━━ Passage given ━━

State of the Gtk+ Maintenance
- From: Tim Janik <timj gtk org>
- To: Gtk+ Developers <gtk-devel-list gnome org>
- Cc: GNOME Foundation List <foundation-list gnome org>, Desktop Development <desktop-devel-list gnome org>, Gtk+ MList <gtk-list gnome org>
- Subject: State of the Gtk+ Maintenance
- Date: Tue, 19 Dec 2006 15:59:56 +0100 (CET)
Hello everyone.
This is a statement about the current Gtk+ maintenance situation that I
have recently been working on with lots of input kindly provided by Matthias
Clasen, Mikael Hallendal and other folks at Imendio AB.
Please note that this email has a Reply-To: header set for gtk-devel-list
because it is cross-posted to a number of lists with tries to reach out to
everyone likely to have an interest in the current and future prospects of
the Gtk+ project and thus in the current maintenance situation.
Gtk+ Maintenance Description
============================
This document describes the tasks that are involved with the maintenance of
the Gtk+ project and outlines what could be improved by adding additional
full time maintainer resources.

━━━
━━ Provided records ━━

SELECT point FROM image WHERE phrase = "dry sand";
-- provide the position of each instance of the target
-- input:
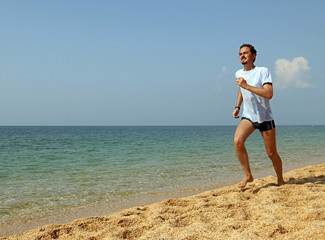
(262, 210)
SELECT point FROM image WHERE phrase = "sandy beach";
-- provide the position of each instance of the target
(262, 210)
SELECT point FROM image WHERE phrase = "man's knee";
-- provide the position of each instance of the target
(271, 153)
(239, 142)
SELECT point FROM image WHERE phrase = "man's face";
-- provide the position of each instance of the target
(245, 55)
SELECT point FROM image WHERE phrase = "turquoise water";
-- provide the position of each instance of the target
(47, 169)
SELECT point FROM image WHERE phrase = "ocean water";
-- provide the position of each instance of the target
(49, 170)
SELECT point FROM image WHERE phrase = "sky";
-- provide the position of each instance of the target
(157, 62)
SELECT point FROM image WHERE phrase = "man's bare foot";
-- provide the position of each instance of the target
(246, 180)
(280, 182)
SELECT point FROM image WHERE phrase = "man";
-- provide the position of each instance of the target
(255, 92)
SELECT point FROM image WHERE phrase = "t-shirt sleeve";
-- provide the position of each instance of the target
(266, 76)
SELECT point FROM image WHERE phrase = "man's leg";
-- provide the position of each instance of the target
(244, 129)
(270, 146)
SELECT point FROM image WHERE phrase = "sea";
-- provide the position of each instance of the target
(57, 174)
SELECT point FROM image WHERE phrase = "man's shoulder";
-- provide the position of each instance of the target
(262, 69)
(239, 72)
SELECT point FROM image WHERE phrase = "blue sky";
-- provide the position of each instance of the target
(155, 62)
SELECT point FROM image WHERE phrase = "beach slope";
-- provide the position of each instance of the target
(260, 211)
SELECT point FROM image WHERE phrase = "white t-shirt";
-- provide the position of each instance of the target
(255, 107)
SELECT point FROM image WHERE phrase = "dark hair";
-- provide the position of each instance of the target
(251, 47)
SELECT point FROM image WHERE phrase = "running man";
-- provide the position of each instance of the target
(254, 93)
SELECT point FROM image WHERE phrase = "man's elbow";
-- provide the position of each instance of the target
(269, 96)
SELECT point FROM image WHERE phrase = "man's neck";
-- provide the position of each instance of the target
(248, 67)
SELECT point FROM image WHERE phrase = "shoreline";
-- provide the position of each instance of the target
(178, 217)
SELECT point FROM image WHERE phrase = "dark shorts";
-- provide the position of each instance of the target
(264, 126)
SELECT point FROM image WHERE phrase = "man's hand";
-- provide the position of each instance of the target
(241, 82)
(235, 113)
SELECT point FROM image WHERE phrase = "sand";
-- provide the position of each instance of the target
(262, 210)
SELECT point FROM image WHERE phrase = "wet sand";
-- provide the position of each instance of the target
(261, 210)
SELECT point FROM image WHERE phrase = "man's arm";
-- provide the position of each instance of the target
(266, 91)
(238, 103)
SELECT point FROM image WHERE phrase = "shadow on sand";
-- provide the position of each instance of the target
(312, 179)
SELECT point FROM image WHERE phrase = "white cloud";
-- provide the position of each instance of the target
(292, 74)
(223, 71)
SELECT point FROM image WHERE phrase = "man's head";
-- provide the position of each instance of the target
(247, 53)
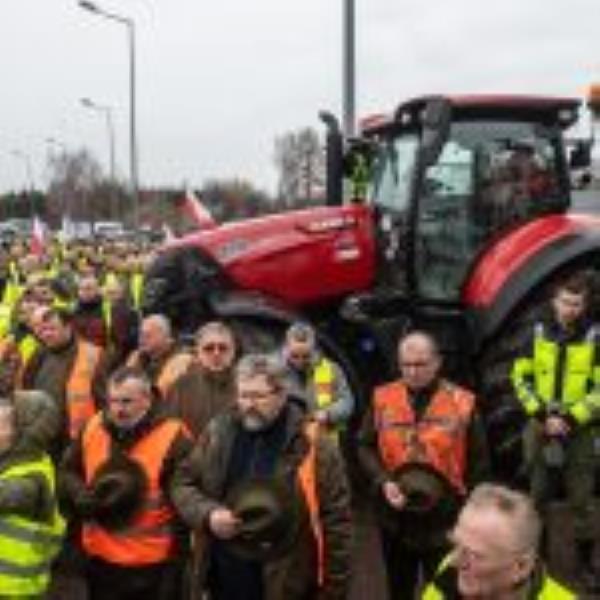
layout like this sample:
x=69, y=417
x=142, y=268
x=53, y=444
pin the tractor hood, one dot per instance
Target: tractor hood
x=304, y=257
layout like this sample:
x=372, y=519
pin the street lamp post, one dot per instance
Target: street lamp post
x=349, y=75
x=103, y=108
x=133, y=155
x=29, y=174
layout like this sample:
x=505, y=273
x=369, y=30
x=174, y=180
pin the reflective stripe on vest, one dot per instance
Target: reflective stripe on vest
x=549, y=590
x=577, y=369
x=307, y=477
x=27, y=546
x=80, y=401
x=149, y=538
x=27, y=347
x=136, y=286
x=438, y=438
x=323, y=383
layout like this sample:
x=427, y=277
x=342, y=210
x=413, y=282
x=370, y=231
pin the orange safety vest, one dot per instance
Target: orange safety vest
x=149, y=538
x=79, y=399
x=438, y=438
x=307, y=478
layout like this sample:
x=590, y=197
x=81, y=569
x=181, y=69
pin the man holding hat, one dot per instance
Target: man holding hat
x=271, y=492
x=118, y=480
x=422, y=447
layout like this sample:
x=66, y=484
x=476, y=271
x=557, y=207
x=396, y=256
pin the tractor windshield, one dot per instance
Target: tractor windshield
x=489, y=176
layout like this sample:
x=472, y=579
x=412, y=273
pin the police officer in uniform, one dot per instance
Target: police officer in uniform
x=557, y=381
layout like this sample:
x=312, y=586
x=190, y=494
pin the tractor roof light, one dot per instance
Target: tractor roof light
x=593, y=100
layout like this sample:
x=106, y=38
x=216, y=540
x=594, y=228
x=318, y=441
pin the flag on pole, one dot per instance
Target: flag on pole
x=195, y=210
x=38, y=237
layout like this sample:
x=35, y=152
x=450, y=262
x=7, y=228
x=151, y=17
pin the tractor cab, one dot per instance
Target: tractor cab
x=451, y=175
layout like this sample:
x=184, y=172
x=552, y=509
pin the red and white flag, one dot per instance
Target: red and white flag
x=38, y=237
x=195, y=210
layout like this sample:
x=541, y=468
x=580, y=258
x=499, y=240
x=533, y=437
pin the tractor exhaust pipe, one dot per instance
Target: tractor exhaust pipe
x=334, y=157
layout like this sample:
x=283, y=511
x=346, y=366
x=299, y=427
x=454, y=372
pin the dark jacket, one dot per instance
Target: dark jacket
x=199, y=395
x=49, y=370
x=293, y=575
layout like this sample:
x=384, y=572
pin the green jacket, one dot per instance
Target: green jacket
x=539, y=587
x=561, y=374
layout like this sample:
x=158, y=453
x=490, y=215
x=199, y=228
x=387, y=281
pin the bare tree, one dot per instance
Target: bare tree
x=300, y=160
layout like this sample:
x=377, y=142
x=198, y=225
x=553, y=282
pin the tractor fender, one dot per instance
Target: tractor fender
x=270, y=312
x=521, y=262
x=229, y=304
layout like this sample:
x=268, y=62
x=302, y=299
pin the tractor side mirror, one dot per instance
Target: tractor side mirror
x=580, y=156
x=435, y=120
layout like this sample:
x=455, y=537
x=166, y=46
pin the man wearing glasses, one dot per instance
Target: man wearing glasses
x=266, y=438
x=118, y=481
x=494, y=553
x=207, y=388
x=424, y=422
x=158, y=353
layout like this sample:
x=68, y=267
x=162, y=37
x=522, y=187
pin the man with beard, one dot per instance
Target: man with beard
x=495, y=552
x=267, y=438
x=207, y=388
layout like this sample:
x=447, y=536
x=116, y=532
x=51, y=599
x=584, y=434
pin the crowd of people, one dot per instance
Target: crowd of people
x=134, y=466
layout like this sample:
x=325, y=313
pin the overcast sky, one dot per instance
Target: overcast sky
x=219, y=80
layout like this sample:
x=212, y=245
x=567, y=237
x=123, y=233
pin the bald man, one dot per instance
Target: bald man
x=424, y=421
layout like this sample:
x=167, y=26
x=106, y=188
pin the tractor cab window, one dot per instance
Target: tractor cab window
x=488, y=177
x=393, y=176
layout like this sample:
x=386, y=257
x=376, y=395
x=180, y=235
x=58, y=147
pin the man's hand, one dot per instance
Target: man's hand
x=393, y=495
x=556, y=426
x=223, y=523
x=320, y=416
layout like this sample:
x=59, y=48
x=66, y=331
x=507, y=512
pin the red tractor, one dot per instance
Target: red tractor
x=459, y=220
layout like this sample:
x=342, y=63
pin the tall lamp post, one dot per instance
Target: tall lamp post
x=133, y=157
x=107, y=111
x=29, y=174
x=349, y=68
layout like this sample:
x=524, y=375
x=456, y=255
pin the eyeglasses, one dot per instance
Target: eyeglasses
x=214, y=347
x=415, y=365
x=121, y=400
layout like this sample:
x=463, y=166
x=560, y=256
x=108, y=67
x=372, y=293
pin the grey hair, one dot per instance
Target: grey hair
x=267, y=365
x=515, y=505
x=301, y=332
x=216, y=328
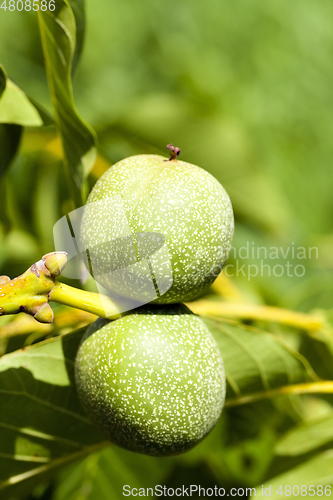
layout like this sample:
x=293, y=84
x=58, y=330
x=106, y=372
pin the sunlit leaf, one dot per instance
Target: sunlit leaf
x=306, y=437
x=317, y=473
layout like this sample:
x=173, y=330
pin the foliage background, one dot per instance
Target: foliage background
x=244, y=89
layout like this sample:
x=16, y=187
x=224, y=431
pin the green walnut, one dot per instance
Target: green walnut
x=157, y=230
x=152, y=382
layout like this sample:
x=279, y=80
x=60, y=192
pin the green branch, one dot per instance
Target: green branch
x=31, y=292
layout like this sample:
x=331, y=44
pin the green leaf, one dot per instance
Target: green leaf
x=316, y=471
x=16, y=107
x=59, y=40
x=256, y=362
x=103, y=475
x=42, y=427
x=307, y=436
x=3, y=80
x=10, y=136
x=80, y=21
x=16, y=111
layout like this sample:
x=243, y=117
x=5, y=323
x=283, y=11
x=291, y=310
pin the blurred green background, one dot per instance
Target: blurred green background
x=245, y=90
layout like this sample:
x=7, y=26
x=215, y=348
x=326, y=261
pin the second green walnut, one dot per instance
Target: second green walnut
x=156, y=200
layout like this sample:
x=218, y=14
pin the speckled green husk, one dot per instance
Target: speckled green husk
x=181, y=201
x=153, y=382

━━━

* Tasks:
(1) Retype the stretch of the Gtk+ maintenance email from "Hello everyone." through "at Imendio AB.".
(2) Pull out every row that contains the string "exhaust", matching case exactly.
The Gtk+ maintenance email and the rows come from unrelated sources.

* Solutions:
(1)
Hello everyone.
This is a statement about the current Gtk+ maintenance situation that I
have recently been working on with lots of input kindly provided by Matthias
Clasen, Mikael Hallendal and other folks at Imendio AB.

(2)
pin the tractor exhaust pipe, one dot per instance
Target: tractor exhaust pipe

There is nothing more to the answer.